REQUIRED WORK |
Rescale the part of the records that opens at their first line and closes with the line containing "653, 294, 702, 353", both ends included. Copy every line in that part, multiplying each box coordinate by 0.5 and rounding it to a whole number, with halves rounded up.

DATA ROWS |
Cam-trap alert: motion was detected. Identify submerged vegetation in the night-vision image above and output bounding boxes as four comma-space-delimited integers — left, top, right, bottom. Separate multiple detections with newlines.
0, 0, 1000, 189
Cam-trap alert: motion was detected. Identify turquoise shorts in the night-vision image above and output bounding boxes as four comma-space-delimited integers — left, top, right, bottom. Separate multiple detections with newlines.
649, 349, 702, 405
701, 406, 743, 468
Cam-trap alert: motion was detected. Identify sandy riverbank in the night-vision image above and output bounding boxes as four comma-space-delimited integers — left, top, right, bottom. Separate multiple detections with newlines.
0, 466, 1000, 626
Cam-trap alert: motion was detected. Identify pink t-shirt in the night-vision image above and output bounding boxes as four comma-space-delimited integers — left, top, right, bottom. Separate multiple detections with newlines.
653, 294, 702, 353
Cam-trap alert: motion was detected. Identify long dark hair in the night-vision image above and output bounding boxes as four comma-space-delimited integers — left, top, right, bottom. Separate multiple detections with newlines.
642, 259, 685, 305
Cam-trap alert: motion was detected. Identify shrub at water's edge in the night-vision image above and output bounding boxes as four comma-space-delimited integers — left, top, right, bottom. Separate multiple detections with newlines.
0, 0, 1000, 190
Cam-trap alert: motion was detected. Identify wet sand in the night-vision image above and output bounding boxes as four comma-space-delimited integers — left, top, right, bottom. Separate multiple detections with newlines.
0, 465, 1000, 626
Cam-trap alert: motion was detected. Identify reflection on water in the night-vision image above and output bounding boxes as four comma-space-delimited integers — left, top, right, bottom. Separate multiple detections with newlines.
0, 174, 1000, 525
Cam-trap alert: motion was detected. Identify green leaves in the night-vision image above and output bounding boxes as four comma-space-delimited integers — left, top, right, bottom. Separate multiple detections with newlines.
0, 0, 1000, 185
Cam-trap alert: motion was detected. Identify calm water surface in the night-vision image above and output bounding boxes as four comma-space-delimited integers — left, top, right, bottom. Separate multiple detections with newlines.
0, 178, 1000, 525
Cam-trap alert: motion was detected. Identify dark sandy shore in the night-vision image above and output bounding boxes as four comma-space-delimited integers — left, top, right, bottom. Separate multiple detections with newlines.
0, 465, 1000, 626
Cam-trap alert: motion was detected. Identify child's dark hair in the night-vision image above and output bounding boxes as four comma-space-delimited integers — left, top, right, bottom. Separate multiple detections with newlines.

CORRECT RESULT |
Cam-trap alert: motion was detected. Identify submerged vegetation in the night-vision image above and output bounding boxes as four comma-space-delimited integers — left, top, right, bottom. Separate multiple detections with newlines.
0, 0, 500, 95
Cam-trap alert: motion was detected. Identify turquoise shorts in the night-vision image above and output bounding boxes as four comma-space-delimited integers — left, top, right, bottom. Separate multiple detections with newlines.
325, 175, 351, 203
351, 203, 372, 234
Cam-trap alert: motion was detected. Identify sandy riverbank in the night-vision image above and output bounding boxes as four comma-space-delimited integers — left, top, right, bottom. Separate multiple detections with newlines.
0, 233, 500, 313
Cam-trap alert: motion was detected. Identify pink t-shirt in the night-vision image above and output bounding boxes as four comma-space-delimited integers — left, top, right, bottom. Separate multiple detections with newlines.
327, 147, 351, 177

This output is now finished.